Document extract.

# I gave my bird a New Years Day bath and he wasn't happy.



## Ruth n Jersey (Jan 1, 2020)

My bird hates taking a bath. If I don't spray him once in awhile he begins to smell like a chicken yard. I Take him and his cage into the bath tub and lightly mist him. My hubby has it has hot as the Sahara in our TV room so he dries in no time. I did this in the morning and he is still ignoring me.

He always gets over it though. A couple of honey nut Cheerios usually does the trick.


----------



## Pepper (Jan 1, 2020)

Ha!  He looks funny wet!  I grew up having parakeets.  I remember them diving chest first into their water like a bird bath.  They like it better when it's their own choice I suppose.


----------



## RadishRose (Jan 1, 2020)

Awww, he's so cute when he's mad.


----------



## Doomp (Jan 1, 2020)

I love birds but never owned one. Don't they get mites if you aren't careful? I would have thought he'd enjoy a bath. What do I know.


----------



## Catlady (Jan 1, 2020)

Doomp said:


> I love birds but never owned one. Don't they get mites if you aren't careful? I would have thought he'd enjoy a bath. What do I know.


I bet it's because of what Pepper said,  "They like it better when it's their own choice I suppose. "  I have a glass lasagna pan in the back yard filled with fresh water for the birds and my outdoor tortoise (she's asleep now).  I always see the doves and finches get in there and splash around in the hot summer.


----------



## Ruth n Jersey (Jan 1, 2020)

Doomp said:


> I love birds but never owned one. Don't they get mites if you aren't careful? I would have thought he'd enjoy a bath. What do I know.


Doomp, birds do get mites but I've never had one that had them and I've had several different types of birds. I keep the cage spotlessly clean and because his cage mates have flown over the rainbow bridge years ago I doubt he will get them.

Recorded information.
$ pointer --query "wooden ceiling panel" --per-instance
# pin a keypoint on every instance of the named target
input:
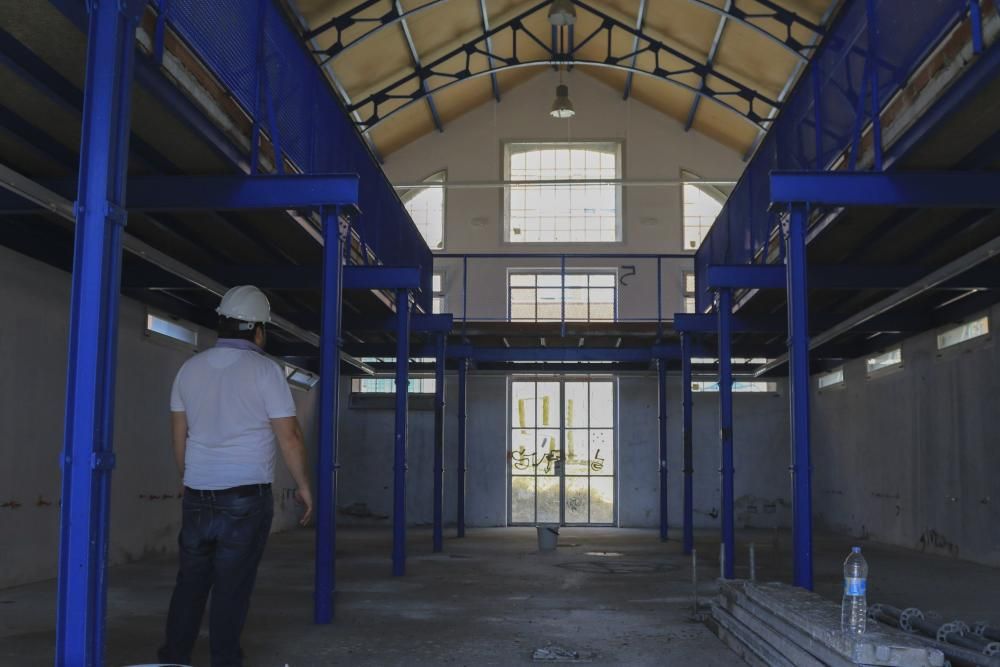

Task list.
1. In the forum thread about the bird's New Year's Day bath, what does the original poster say usually gets the bird over his sulking?
2. Pick up the forum thread about the bird's New Year's Day bath where it stops, and add the next part of the conversation.

Final answers.
1. A couple of honey nut Cheerios.

2.
He does prefer to take a bath when he wants it but in the winter I do it when I know the room is nice and warm and sunny. In the summer I put a pan of water near the cage because his door is open and he can fly around the porch and get to it. Even then I end up misting him. I guess he is just a dirty bird. lol


----------



## treeguy64 (Jan 1, 2020)

Great cockatiel! 

My Zola never has had a bath or misting. His cage gets a little trashed, from cleaning to cleaning, but after twenty-seven years, things are the way they are. 

He's a great singer, and we do duets each night, before bed. He used to whistle a few TV show theme songs, but took to free form work, after his lady love, Jacque, became late, some twenty years ago. He's a good, bad bird. He still tries to bite me each and every time I give him new food. He apparently never heard the tune: Don't bite the hand that feeds you!


----------



## Ruthanne (Jan 1, 2020)

He sure is a cutie pie Ruth.  My birds won't take a bath when I put their little tub out.  I may give them a good misting, too.


----------



## SeaBreeze (Jan 1, 2020)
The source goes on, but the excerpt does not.